◆ Цель задания a
Покажите каждую строку записей, в которой встречается слово «books». Учитывайте регистр букв.

===== Исходный текст

Противоречий в романе Чудакова множество, и главное — противоречие между неприятием «совка» и нежной любовью к описываемой жизни. Это конфликт убеждений и впечатлений, причем впечатления живы, свежи и светлы именно потому, что принадлежат детству и юности. Окажись автор-повествователь в Чебачинске в зрелом возрасте, он все увидел бы, наверное, по-другому. В дневнике Чудакова читаем: «А странно: жизнь, изображенная в моем романе, тяжелая, грязная, находящаяся в постоянной борьбе с этой грязью, — она оказывается более тонкой, духовной и эстетичной по сравнению с примитивностью и антиэстетизмом «интеллигентной» столичной жизни 1940 — 50-х годов», с. 625.

(Кстати, несколько глав как раз о столичной жизни автор из своей идиллии выкинул, чтобы не нарушать общего «идиллического» впечатления).

Чудаков вполне, кажется, разделял либеральное убеждение 90-х, что «совковость» нарушила органику русской жизни. Между тем, и «совок» есть проявление органики жизни — пускай, и очень своеобразное: «Антон будет писать работу… о том, что такой социум, такая странная эпоха, как советская выдвигала и создавала таланты, соответствующие только ей: Марр, Шолохов, Бурденко, Пырьев, Жуков — сама талантливость которых была особой, не соответствующей общечеловеческим моральным меркам» (с. 188).

Да, нигде так «планомерно не уничтожали торгово-промышленный, земледельческий, научный цвет нации, а оставшихся образованных заставляли стыдиться своей образованности», с. 370, как в СССР. И именно это нарушение питательного слоя всякой культуры сводит на нет любое окультуривание сверху. Вот впечатление повествователя от Чебачинска 60 — 70-х: «В городе — приличная библиотека, … в каждом доме — телевизор. Но и учителя, и жители стали необразованны, безграмотны, узки, неталантливы», с. 369.

Но это если считать, что органические основы русской жизни в 17 году были нарушены. Мне же кажется, советский опыт лишь усилил то, что было как тенденция в нашей жизни всегда. Да и чеховская «извечно сожалеюще-укоряющая» интонация здесь вдруг ох как прорезалась!..

Про герб СССР (для забывших — там серп и молот) пели: «Хочешь, жни, а хочешь, куй — всё равно подучишь…», с. 118. В конце 20 века герб Россия сменила, но суть его оставила. В этом автор Александр Чудаков убедился уже в 90-е (его дневник): «Не думал, что в 67 лет буду жить от з/платы до з/платы, не иметь ни копейки сбережений и думать, на что купить лекарства!», с. 619, запись от конца марта 2005 г.

Заметьте, это пишет ученый с мировым именем!

Сегодняшняя Россия (либералами слепленная) взяла от «совка» все худшее, выбросив позитивное — и в первую очередь, из социальной сферы и области культуры.

==========

◆ Цель задания b
Какие главы, согласно исходному тексту, автор выкинул из своей идиллии?

===== Данные

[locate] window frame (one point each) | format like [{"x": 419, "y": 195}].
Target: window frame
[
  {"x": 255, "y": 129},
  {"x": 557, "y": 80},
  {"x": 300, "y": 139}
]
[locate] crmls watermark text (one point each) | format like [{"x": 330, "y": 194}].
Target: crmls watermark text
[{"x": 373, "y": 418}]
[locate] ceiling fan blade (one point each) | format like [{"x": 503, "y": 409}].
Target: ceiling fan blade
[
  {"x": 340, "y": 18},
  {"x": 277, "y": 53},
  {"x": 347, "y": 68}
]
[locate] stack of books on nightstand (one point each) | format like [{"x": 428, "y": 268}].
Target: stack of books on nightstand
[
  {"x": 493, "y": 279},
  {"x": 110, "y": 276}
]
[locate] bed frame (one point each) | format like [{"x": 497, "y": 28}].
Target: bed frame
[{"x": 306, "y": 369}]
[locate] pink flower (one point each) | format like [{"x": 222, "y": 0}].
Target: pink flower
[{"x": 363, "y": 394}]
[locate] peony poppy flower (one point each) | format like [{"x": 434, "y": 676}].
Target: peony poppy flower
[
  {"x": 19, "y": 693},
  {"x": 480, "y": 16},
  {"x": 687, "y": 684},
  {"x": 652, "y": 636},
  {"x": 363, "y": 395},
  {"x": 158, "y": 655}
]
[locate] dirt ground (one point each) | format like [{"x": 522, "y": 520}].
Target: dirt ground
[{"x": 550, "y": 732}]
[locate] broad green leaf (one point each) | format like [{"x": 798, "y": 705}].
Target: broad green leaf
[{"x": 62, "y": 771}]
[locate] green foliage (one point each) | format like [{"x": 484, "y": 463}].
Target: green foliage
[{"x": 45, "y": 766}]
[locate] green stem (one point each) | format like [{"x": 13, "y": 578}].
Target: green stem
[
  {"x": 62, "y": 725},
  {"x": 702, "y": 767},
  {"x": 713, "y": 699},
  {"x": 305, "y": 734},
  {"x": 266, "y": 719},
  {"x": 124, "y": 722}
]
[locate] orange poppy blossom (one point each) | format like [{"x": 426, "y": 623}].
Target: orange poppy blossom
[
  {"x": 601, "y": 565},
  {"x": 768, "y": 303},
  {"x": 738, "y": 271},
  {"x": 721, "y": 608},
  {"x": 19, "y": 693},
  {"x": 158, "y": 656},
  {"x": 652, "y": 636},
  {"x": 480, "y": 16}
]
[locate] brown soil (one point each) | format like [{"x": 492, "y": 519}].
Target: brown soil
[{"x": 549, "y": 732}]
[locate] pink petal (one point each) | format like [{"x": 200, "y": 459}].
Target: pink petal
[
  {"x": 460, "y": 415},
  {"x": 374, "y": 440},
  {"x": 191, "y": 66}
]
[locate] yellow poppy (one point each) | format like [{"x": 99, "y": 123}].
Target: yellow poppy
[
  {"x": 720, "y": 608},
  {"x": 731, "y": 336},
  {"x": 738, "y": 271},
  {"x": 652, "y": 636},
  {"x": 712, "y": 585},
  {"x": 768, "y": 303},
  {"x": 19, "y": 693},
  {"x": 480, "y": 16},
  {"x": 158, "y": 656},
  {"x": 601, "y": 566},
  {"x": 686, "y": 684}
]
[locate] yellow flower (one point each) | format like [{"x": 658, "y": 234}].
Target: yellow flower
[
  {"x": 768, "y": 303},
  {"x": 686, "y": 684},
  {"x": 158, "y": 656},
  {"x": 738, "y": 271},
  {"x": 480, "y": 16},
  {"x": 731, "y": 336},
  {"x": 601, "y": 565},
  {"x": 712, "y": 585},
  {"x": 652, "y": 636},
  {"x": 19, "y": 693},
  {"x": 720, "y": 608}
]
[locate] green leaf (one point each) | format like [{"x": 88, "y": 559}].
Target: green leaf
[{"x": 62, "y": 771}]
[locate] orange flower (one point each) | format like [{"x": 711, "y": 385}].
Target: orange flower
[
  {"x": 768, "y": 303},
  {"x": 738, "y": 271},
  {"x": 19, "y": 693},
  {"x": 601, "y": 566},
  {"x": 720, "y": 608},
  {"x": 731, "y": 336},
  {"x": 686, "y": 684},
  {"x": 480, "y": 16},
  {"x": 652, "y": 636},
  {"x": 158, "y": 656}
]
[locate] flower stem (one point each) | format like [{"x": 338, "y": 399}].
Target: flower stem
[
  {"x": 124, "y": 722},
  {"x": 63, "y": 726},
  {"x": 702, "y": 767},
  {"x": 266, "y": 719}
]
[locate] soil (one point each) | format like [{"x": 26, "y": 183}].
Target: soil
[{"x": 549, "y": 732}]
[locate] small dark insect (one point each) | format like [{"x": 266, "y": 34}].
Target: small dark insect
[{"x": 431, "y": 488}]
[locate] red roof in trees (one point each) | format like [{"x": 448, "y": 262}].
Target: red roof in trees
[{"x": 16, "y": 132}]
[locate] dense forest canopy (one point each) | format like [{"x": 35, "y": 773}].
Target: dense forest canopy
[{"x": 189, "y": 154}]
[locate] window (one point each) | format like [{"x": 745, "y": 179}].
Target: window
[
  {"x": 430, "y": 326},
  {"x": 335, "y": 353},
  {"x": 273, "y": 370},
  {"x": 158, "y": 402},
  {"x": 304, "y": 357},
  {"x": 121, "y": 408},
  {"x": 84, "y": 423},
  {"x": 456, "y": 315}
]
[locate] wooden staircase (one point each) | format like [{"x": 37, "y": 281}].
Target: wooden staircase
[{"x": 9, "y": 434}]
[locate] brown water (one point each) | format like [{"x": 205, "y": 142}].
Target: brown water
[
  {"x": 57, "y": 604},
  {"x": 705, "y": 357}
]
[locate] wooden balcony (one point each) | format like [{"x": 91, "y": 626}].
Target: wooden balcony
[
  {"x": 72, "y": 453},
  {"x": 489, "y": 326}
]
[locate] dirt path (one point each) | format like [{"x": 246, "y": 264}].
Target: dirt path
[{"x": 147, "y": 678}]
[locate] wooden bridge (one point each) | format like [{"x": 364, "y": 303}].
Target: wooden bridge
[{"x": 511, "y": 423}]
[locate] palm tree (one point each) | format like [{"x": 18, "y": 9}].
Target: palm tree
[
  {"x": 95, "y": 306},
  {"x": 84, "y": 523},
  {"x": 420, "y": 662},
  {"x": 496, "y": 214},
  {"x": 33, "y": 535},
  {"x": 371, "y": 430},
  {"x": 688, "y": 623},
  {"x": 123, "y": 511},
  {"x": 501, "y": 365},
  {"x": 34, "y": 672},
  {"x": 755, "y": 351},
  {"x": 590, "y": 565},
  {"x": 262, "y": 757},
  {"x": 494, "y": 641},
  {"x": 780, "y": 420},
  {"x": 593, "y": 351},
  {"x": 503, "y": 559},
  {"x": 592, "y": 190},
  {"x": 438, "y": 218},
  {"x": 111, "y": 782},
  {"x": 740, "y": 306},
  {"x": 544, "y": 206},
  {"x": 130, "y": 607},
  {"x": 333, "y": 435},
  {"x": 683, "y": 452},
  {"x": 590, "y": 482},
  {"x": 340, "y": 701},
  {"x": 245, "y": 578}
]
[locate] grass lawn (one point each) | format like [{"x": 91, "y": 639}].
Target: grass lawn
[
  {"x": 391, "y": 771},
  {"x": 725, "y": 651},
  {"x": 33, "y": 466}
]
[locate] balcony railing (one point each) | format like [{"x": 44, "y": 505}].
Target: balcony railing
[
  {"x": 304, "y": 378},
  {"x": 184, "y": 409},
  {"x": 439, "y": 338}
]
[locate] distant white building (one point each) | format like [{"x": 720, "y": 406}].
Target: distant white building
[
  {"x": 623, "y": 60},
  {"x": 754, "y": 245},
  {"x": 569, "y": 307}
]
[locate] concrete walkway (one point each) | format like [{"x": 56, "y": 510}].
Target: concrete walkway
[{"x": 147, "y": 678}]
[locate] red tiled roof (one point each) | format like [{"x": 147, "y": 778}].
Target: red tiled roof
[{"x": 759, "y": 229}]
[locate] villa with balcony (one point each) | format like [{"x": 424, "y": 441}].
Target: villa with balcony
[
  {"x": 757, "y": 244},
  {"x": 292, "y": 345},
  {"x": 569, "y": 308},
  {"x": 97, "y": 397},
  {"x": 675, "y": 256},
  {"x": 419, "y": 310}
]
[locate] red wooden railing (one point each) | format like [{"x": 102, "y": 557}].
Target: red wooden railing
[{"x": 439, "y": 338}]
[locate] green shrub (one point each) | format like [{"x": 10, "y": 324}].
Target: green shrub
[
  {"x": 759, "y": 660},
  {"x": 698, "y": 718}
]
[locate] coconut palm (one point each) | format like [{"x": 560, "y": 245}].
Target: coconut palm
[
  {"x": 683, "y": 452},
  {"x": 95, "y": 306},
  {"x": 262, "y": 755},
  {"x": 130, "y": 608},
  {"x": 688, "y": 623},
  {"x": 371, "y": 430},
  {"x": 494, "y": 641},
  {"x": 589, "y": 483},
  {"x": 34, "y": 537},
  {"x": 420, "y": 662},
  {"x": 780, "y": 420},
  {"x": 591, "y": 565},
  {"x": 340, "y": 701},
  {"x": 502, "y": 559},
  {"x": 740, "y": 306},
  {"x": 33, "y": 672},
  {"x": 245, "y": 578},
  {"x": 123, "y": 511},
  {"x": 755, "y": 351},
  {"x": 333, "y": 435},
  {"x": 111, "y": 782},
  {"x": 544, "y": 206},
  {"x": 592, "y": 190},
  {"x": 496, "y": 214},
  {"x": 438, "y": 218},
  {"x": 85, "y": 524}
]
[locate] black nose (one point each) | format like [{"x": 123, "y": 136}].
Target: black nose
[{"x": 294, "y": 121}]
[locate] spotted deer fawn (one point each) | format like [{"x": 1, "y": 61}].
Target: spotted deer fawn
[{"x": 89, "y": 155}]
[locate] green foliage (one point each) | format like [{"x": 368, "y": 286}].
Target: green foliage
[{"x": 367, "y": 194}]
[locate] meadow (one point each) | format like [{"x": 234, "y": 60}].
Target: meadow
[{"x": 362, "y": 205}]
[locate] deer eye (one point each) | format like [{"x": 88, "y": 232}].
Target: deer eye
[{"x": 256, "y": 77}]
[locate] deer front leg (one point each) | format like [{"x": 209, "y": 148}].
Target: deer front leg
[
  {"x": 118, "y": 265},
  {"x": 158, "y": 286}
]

==========

◆ Результат a
[locate] stack of books on nightstand (one point each) | format like [{"x": 428, "y": 268}].
Target: stack of books on nightstand

◆ Результат b
Несколько глав о столичной жизни, чтобы не нарушать общего «идиллического» впечатления.